**Do this:** Convert the rows below into a numbered list that covers every row and skips blank lines. Leave the pictures out of your list.

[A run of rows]
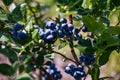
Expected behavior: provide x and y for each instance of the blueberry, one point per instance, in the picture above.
(71, 65)
(60, 34)
(84, 29)
(68, 34)
(17, 27)
(88, 59)
(82, 58)
(59, 76)
(82, 74)
(36, 26)
(70, 27)
(21, 35)
(42, 34)
(47, 32)
(80, 68)
(68, 70)
(63, 20)
(87, 39)
(51, 25)
(76, 31)
(49, 38)
(43, 73)
(51, 72)
(15, 33)
(77, 36)
(64, 26)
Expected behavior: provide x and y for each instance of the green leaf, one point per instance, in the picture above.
(23, 76)
(95, 73)
(35, 35)
(6, 69)
(103, 78)
(62, 44)
(81, 48)
(18, 13)
(29, 25)
(104, 58)
(7, 2)
(40, 58)
(114, 30)
(9, 53)
(14, 67)
(92, 25)
(3, 17)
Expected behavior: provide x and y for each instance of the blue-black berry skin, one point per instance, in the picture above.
(70, 27)
(17, 27)
(84, 29)
(76, 30)
(51, 25)
(21, 35)
(53, 72)
(64, 26)
(75, 71)
(88, 59)
(49, 38)
(63, 20)
(15, 33)
(60, 34)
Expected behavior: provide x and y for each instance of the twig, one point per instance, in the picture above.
(71, 43)
(49, 76)
(117, 23)
(30, 8)
(64, 56)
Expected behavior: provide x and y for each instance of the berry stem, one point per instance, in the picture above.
(50, 77)
(64, 56)
(70, 19)
(71, 43)
(35, 17)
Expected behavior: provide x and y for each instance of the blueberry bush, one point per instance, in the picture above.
(28, 37)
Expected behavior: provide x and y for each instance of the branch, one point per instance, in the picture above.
(71, 43)
(64, 56)
(30, 8)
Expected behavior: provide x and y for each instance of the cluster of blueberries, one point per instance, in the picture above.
(18, 33)
(59, 30)
(87, 59)
(76, 71)
(53, 71)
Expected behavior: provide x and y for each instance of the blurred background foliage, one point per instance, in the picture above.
(50, 9)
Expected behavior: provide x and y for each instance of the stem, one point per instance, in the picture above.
(71, 43)
(70, 19)
(64, 56)
(4, 6)
(85, 76)
(40, 76)
(30, 8)
(50, 77)
(117, 23)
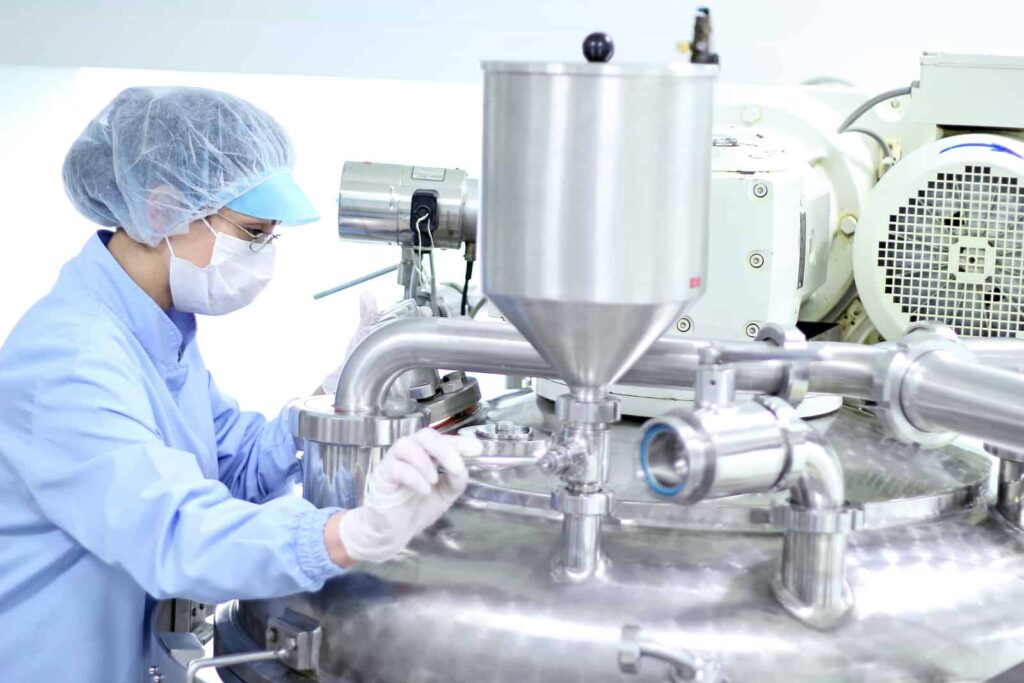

**Completed task:**
1. Expected behavior: provide x and y for each instance of the blueberry, one point per instance, in the picture above.
2. (71, 65)
3. (60, 34)
4. (84, 29)
5. (68, 34)
6. (17, 27)
7. (88, 59)
8. (82, 58)
9. (59, 76)
10. (82, 74)
11. (36, 26)
12. (70, 27)
13. (21, 35)
14. (42, 34)
15. (47, 32)
16. (80, 68)
17. (68, 70)
18. (63, 20)
19. (87, 39)
20. (51, 25)
21. (76, 31)
22. (49, 38)
23. (43, 73)
24. (51, 72)
25. (15, 33)
26. (77, 36)
27. (64, 26)
28. Expected behavior: provide x and y for each instance of the green leaf, one point per instance, in the picture above.
29. (23, 76)
30. (95, 73)
31. (35, 35)
32. (6, 69)
33. (103, 78)
34. (62, 44)
35. (81, 48)
36. (18, 13)
37. (29, 25)
38. (104, 58)
39. (7, 2)
40. (40, 58)
41. (114, 30)
42. (9, 53)
43. (14, 67)
44. (92, 25)
45. (3, 17)
46. Expected behavior: provide x and y for each instance of the blue-black berry skin, one point per instance, in the picture above.
47. (70, 27)
48. (17, 27)
49. (84, 29)
50. (76, 30)
51. (51, 25)
52. (21, 35)
53. (53, 72)
54. (64, 26)
55. (75, 71)
56. (88, 59)
57. (49, 38)
58. (63, 20)
59. (15, 33)
60. (60, 34)
61. Expected behavior: provide x and y for each instance of the twig, one point per instance, in the picture above.
62. (71, 43)
63. (49, 76)
64. (117, 23)
65. (30, 8)
66. (64, 56)
67. Expected behavior: provide x and y for each instance of the berry stem, one point per instance, in the picture above.
68. (50, 77)
69. (64, 56)
70. (70, 19)
71. (71, 43)
72. (35, 17)
73. Expected behavior: provide x and y for each instance of the blueberry bush, one point per instance, in the picture above.
74. (28, 37)
75. Expected behavior: provide x and y for each instance of the branch, one point per instance, in the picture above.
76. (71, 43)
77. (64, 56)
78. (30, 8)
79. Expected behavior: provide x and y for each instance of the cluster of blueberries, one point per instance, in the picture above.
80. (18, 33)
81. (59, 30)
82. (87, 59)
83. (76, 71)
84. (53, 71)
85. Expected behavior: provide x and y for each instance of the blurred background foliage, one point per instance, in the picture above.
86. (50, 9)
87. Expected behavior: provide x and y for each instance of the stem, one point per instance, in the picture above.
88. (71, 43)
89. (70, 19)
90. (64, 56)
91. (4, 6)
92. (85, 76)
93. (40, 76)
94. (30, 8)
95. (50, 77)
96. (117, 23)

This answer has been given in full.